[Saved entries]

┌──

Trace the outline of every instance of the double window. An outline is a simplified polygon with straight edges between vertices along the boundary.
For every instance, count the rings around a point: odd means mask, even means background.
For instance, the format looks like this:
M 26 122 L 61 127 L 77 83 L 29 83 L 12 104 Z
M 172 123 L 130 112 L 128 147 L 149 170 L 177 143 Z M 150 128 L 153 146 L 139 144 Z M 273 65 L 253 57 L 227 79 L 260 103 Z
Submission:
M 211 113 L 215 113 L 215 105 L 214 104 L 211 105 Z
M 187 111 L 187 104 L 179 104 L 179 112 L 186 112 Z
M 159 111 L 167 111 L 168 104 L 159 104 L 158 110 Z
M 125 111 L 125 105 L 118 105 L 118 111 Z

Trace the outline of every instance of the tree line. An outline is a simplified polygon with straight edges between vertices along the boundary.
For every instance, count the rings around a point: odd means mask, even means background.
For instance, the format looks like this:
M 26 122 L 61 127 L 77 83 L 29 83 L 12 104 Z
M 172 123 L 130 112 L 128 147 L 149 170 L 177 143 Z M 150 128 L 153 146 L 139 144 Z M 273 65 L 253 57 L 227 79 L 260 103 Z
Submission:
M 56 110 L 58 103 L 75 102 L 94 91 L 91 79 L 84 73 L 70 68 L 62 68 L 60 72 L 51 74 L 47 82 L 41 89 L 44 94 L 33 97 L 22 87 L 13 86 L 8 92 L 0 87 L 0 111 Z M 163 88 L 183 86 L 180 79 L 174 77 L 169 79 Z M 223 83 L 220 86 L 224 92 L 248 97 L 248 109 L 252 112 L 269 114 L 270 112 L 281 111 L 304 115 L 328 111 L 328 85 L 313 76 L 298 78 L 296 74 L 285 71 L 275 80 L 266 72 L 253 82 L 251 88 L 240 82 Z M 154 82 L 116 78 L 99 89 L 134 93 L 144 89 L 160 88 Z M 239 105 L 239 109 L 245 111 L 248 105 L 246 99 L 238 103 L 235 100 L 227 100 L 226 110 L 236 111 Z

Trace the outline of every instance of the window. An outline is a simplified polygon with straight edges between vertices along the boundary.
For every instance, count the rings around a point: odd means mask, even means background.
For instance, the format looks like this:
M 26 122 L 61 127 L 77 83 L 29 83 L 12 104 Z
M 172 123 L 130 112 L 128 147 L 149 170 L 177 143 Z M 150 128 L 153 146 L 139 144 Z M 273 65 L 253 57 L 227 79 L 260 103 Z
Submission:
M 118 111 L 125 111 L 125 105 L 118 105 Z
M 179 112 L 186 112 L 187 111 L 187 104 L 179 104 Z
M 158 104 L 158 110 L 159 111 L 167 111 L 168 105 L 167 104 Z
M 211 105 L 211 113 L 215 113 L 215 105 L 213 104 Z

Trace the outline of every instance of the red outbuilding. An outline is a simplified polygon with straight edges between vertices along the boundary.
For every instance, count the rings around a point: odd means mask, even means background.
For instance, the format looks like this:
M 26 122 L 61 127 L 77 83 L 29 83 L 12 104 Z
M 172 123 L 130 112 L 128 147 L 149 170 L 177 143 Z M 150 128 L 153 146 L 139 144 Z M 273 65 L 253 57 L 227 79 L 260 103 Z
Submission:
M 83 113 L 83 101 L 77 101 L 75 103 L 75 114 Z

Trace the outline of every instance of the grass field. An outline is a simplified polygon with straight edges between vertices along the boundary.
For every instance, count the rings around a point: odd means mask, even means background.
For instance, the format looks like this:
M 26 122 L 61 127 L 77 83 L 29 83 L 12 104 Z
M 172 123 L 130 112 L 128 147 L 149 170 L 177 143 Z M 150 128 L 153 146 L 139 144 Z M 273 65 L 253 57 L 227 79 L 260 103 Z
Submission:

└──

Task objective:
Please write out again the lines from the one with "Trace the outline of every instance of the window." up to and including the one with "M 211 105 L", shifting each vertex coordinate in the answer outlines up by 83. Leave the requests and their format samples unchanged.

Task solution:
Trace the outline of every instance of the window. An outline is a simplified polygon with straight edges between vertices along the boundary.
For every instance, count the rings around a point: odd means mask, even means background.
For instance, the format looks like this:
M 26 122 L 61 127 L 77 83 L 29 83 L 12 104 Z
M 172 123 L 130 112 L 128 147 L 149 170 L 177 143 Z M 150 128 L 153 146 L 139 144 Z M 273 65 L 253 57 L 227 79 L 260 103 Z
Submission:
M 201 194 L 208 194 L 208 188 L 201 188 Z
M 262 195 L 269 195 L 270 194 L 270 187 L 262 187 Z
M 241 187 L 241 193 L 242 194 L 250 194 L 251 188 L 250 187 Z
M 294 188 L 294 196 L 298 196 L 298 188 L 296 187 Z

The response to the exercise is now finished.